## Brief:
Every line of the data below should be printed exactly.

▶

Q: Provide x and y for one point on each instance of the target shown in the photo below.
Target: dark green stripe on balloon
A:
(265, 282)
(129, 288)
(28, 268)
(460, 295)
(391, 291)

◀

## Result of this exercise:
Q: Provide x and y for one point on each instance of the target shown in the photo below.
Target: dark green stripe on balloon
A:
(265, 282)
(129, 288)
(28, 268)
(460, 295)
(391, 291)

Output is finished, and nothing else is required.